▶ PROBLEM STATEMENT
Print the data that follows again, keeping every line exact.

▶ Dataset entries
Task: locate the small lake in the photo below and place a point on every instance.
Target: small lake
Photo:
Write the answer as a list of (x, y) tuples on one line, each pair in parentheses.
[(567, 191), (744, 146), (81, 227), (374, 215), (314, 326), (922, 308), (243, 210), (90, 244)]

▶ RESPONSE TO THIS TASK
Task: locate the small lake in the photo below and place a point on every instance.
Target: small lake
Photo:
Write the answer as a list of (x, y) tuples on one line, each pair in parentheses.
[(567, 191), (744, 146), (81, 227), (374, 215), (314, 326), (922, 308), (243, 210), (90, 244)]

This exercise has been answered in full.